* _Goal_
Please present every line of the records below as a Markdown table with the columns "Row" and "Line", numbering the rows and skipping blank lines. Leave the pictures out of the answer.

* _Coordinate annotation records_
+-------+

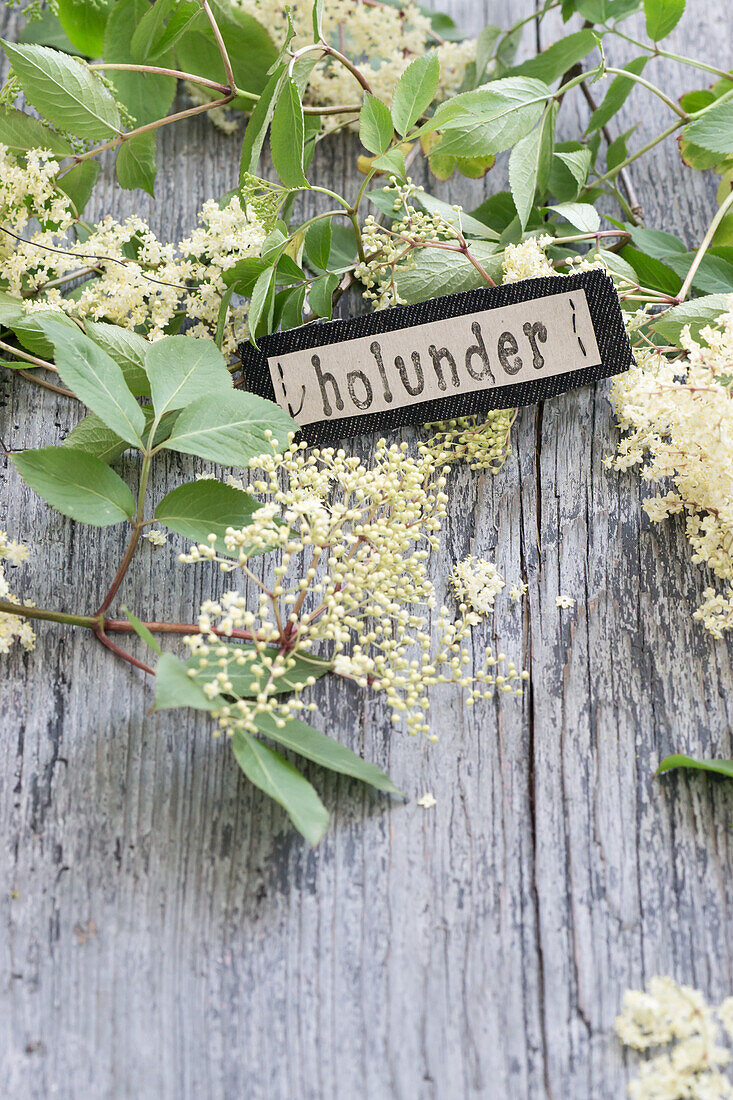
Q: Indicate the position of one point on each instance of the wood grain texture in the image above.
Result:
(163, 932)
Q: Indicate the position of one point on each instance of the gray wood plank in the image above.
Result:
(479, 949)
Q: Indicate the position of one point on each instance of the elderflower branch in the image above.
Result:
(656, 52)
(146, 129)
(651, 87)
(699, 256)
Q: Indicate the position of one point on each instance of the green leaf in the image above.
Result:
(64, 90)
(142, 631)
(582, 216)
(321, 295)
(615, 97)
(175, 688)
(714, 129)
(578, 164)
(249, 675)
(84, 22)
(697, 314)
(528, 166)
(128, 349)
(436, 272)
(79, 182)
(183, 369)
(260, 120)
(414, 91)
(20, 132)
(93, 437)
(678, 760)
(287, 138)
(148, 96)
(137, 165)
(375, 128)
(553, 63)
(652, 273)
(76, 484)
(229, 428)
(489, 120)
(96, 380)
(329, 754)
(318, 243)
(206, 507)
(662, 17)
(279, 779)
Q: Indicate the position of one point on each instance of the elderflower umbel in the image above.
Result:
(666, 1013)
(12, 628)
(477, 582)
(677, 416)
(350, 587)
(381, 39)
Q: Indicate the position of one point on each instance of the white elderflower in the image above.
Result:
(350, 587)
(527, 260)
(12, 628)
(477, 582)
(156, 537)
(677, 416)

+-------+

* _Task output_
| Row | Line |
|---|---|
| 1 | Q: Indicate the position of one point on each instance of the wood grain texture in the image above. |
| 2 | Result: |
| 3 | (163, 932) |
| 4 | Q: Indicate the position of one point on each instance of the gray wood plank in the image above. |
| 5 | Result: |
| 6 | (479, 949) |
| 7 | Q: Indicate the position of one point on each instance of the elderflower branch in the image above. |
| 8 | Result: |
| 9 | (656, 52) |
| 10 | (146, 129) |
| 11 | (651, 87) |
| 12 | (699, 256) |
| 13 | Q: Indicate the position of one point on each instance of the green leaf in the image above. |
| 14 | Result: |
| 15 | (64, 90) |
| 16 | (142, 631) |
| 17 | (582, 216) |
| 18 | (321, 295) |
| 19 | (615, 97) |
| 20 | (175, 688) |
| 21 | (714, 129) |
| 22 | (578, 164) |
| 23 | (249, 675) |
| 24 | (84, 22) |
| 25 | (697, 314) |
| 26 | (528, 166) |
| 27 | (128, 349) |
| 28 | (436, 272) |
| 29 | (79, 182) |
| 30 | (183, 369) |
| 31 | (260, 120) |
| 32 | (414, 91) |
| 33 | (20, 132) |
| 34 | (93, 437) |
| 35 | (678, 760) |
| 36 | (287, 138) |
| 37 | (148, 96) |
| 38 | (137, 165) |
| 39 | (375, 128) |
| 40 | (553, 63) |
| 41 | (652, 273) |
| 42 | (76, 484) |
| 43 | (229, 428) |
| 44 | (489, 120) |
| 45 | (96, 380) |
| 46 | (329, 754) |
| 47 | (318, 243) |
| 48 | (206, 507) |
| 49 | (662, 17) |
| 50 | (279, 779) |
| 51 | Q: Indicate the position of one point on each instance of the elderflower umbel in the image above. |
| 52 | Result: |
| 53 | (666, 1013) |
| 54 | (12, 628) |
| 55 | (477, 582) |
| 56 | (677, 416) |
| 57 | (350, 587) |
| 58 | (381, 39) |
| 59 | Q: Indicate the position of one point on each instance of the white elderflower in the image above. |
| 60 | Result: |
| 61 | (350, 587) |
| 62 | (527, 260) |
| 63 | (12, 628) |
| 64 | (477, 582) |
| 65 | (156, 537) |
| 66 | (677, 416) |